***

# Increase Insight into your Graph Data on Graph Studio
By Oracle Spatial and Graph Team
***

# Overview:

This notebook shows how we can access graphs in Autonomous Database instance. We can then run algorithms on and query the graph. From the result set, we can transform the result set using common datascience tools like pandas, and pyplot.

---

## Step 1: Import required libraries
This can also be done at any point in the notebook, but for simplicity, we can import all necessary libraries at the start to use them throughout the rest of the notebook.

In [None]:
from opg4py.adb import AdbClient
import pandas
import matplotlib.pyplot as plt

In [None]:
from pypgx import setloglevel
setloglevel('ROOT', 'OFF')

## Step 2: Connect to ADB
The following four paragraphs create the config for an Autonomous Database connection, creates a client connection, checks if the graph client is attached, starts the Graph Studio environment, and checks what user started the job creation job for Graph Studio.

» EXTRACTED MATERIAL:
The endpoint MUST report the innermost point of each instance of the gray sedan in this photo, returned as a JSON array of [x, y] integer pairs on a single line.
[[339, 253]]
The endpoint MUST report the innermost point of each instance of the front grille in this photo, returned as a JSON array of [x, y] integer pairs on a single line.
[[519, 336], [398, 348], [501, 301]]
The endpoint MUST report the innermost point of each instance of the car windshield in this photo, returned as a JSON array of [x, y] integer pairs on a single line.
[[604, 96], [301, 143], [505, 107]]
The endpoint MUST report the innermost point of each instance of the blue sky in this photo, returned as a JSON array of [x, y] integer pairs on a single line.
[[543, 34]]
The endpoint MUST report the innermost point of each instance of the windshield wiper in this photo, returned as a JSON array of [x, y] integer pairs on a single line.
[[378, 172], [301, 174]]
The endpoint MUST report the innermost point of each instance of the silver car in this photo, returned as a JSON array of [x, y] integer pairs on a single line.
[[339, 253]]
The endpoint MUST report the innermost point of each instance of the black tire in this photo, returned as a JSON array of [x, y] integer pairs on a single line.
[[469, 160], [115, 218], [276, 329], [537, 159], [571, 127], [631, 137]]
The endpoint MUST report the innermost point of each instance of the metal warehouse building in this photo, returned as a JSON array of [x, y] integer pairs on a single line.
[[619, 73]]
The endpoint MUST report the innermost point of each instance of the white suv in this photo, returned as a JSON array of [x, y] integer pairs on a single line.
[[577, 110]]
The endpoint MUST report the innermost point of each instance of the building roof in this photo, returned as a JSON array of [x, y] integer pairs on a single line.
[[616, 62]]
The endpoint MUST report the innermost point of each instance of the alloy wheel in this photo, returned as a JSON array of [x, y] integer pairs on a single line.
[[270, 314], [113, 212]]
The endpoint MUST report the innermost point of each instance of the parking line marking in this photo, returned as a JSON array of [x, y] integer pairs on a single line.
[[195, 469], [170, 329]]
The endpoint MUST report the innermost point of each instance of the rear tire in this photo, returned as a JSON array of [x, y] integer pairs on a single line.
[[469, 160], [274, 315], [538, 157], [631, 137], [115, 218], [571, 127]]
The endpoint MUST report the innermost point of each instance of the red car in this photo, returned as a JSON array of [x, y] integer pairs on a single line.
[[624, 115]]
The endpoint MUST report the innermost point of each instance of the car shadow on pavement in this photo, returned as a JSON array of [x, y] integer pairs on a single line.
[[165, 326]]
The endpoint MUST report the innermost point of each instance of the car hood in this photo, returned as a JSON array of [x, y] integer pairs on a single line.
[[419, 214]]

» SHORT PROBLEM: Copy word for word the passage of the Graph Studio notebook from "## Step 1: Import" to "setloglevel('ROOT', 'OFF')". The listing comes from a different source than the Graph Studio notebook.

» WRITTEN RESPONSE:
## Step 1: Import required libraries
This can also be done at any point in the notebook, but for simplicity, we can import all necessary libraries at the start to use them throughout the rest of the notebook.

In [None]:
from opg4py.adb import AdbClient
import pandas
import matplotlib.pyplot as plt

In [None]:
from pypgx import setloglevel
setloglevel('ROOT', 'OFF')